### Objetivos
A – Responda com base no texto sobre poesia e cidade:
(i) Quem projetou Paris para ser a realização da utopia do progresso?
(ii) Em que bairro do Rio de Janeiro ficava o apartamento de Bandeira?
(iii) Em que poema João Cabral de Melo Neto escreve sobre o rio que se detém em mangues de água parada?
B – Transcreva do texto sobre poesia e cidade o trecho que vai de "João Cabral de" até "a vida ferve.".
C – Retome o texto sobre poesia e cidade e continue a escrita depois da última frase apresentada.

### Fonte

□ □ □ □ □ □ □

Charles Baudelaire, na carta ao editor para a publicação dos Pequenos Poemas em Prosa, escreve: Qual de nós, em seus dias de ambição, não sonhou com o milagre de uma prosa poética, musical sem ritmo e sem rima, bastante maleável e bastante rica de contrastes para se adaptar aos movimentos líricos da alma
. Paris mudava drasticamente; o ritmo da circulação nas ruas, demolições, o frenético movimento das multidões anunciavam o fim da harmonia da estabilidade da experiência urbana. Baudelaire, contagiado pelas drásticas transformações, incorporou em sua literatura a fragmentação do tempo e de espaço da nova era. A harmonia das rimas dava lugar ao ritmo fragmentado da Cidade Luz. A cidade projetada pelo barão arquiteto Hausmann para ser a realização da utopia do progresso não foi indiferente ao poeta francês. Na contramão da utopia realizada por Hausmann, Baudelaire incorporou, em sua prosa poética tipos, personagens das ruas banidos pelas luzes do progresso. Helmir Rodrigues, inspirado no poeta francês, também incorpora em sua escrita personagens estranhos à história oficial de uma cidade. O velho negro contador de histórias, entre outros personagens, apresenta ao leitor a urbe noturna não iluminada pelas luzes do mercado.
Manuel Bandeira, no Poema do Beco, afirma: Que importa a paisagem, a Glória, a baía, a linha do horizonte? O que eu vejo é o beco
. Do seu apartamento na Lapa, bairro do Rio de Janeiro, Bandeira desloca a atenção do leitor da visibilidade aprazível da paisagem carioca para o espaço embaçado, não sedutor da urbe carioca. O poeta, em um comentário sobre o poema, justifica o porquê do beco percebido da sua janela: becozinho sujo, embaixo, onde vivia tanta gente pobre – lavadeiras e costureiras, fotógrafos do Passeio Público, garçons de cafés
. Neste livro, o beco está presente na contramão dos horizontes urbanos que imobilizam o olhar, impedem a errância, amansam o corpo do pesquisador quando neutralizam o impacto de acontecimentos estranhos a um roteiro determinado. Do beco sujo, a cidade desdobra-se. No beco atravessado pelo acaso, pelo infinito das narrativas cotidianas, Aracaju, Rio de janeiro, Berlim, entre outras cidades, tornam-se irreconhecíveis, intensas, perigosas para as utopias que desprezam histórias sujas de mundo.
João Cabral de Melo Neto, no poema O Cão sem Plumas, afirma: Antes de ir ao mar o rio se detém em mangues de água parada. Junta-se o rio a outros rios numa laguna, em pântanos onde, fria, a vida ferve.

□ □ □ □ □ □ □

### Informações apresentadas
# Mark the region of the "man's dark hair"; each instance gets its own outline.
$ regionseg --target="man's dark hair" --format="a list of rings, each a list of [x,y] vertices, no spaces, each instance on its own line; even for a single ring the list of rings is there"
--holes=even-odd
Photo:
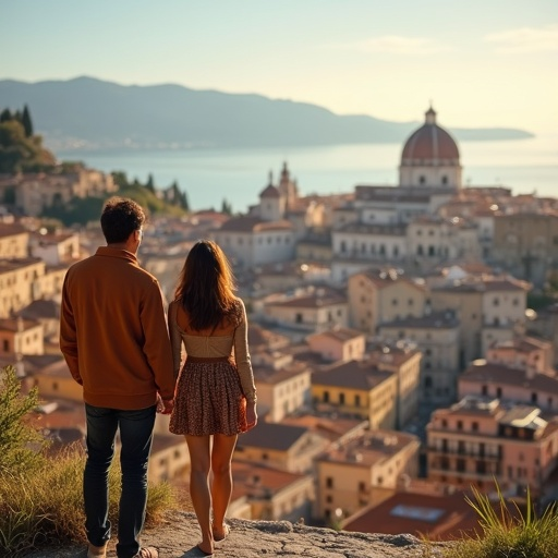
[[[100,216],[100,227],[107,244],[125,242],[144,222],[145,214],[142,206],[124,197],[108,199]]]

□ □ □ □ □ □ □

### Respostas
A –
(i) O barão arquiteto Hausmann.
(ii) Na Lapa.
(iii) Em O Cão sem Plumas.

B –
João Cabral de Melo Neto, no poema O Cão sem Plumas, afirma: Antes de ir ao mar o rio se detém em mangues de água parada. Junta-se o rio a outros rios numa laguna, em pântanos onde, fria, a vida ferve.

C –
Nesse poema, sobre o rio Capibaribe, o poeta alerta: O que vive incomoda de vida o silêncio, o sono, o corpo que sonhou cortar-se roupas de nuvens. O que vive choca, tem dentes, arestas, é espesso como um cão, um homem, como aquele rio
. Helmir Rodrigues em sua obra relata o avanço das águas do rio Sergipe sobre a calçada da Avenida Beira-Mar, localizada em um bairro nobre da capital sergipana. O mangue aterrado revoltava-se. A utopia da cidade bela, moderna, era maculada por detritos de histórias de tempos dissonantes. A fúria das águas invadia a paisagem sem becos. À semelhança do poeta pernambucano, a vida fervia. Neste livro, a escrita é espessa como um rio, ferve como o mangue.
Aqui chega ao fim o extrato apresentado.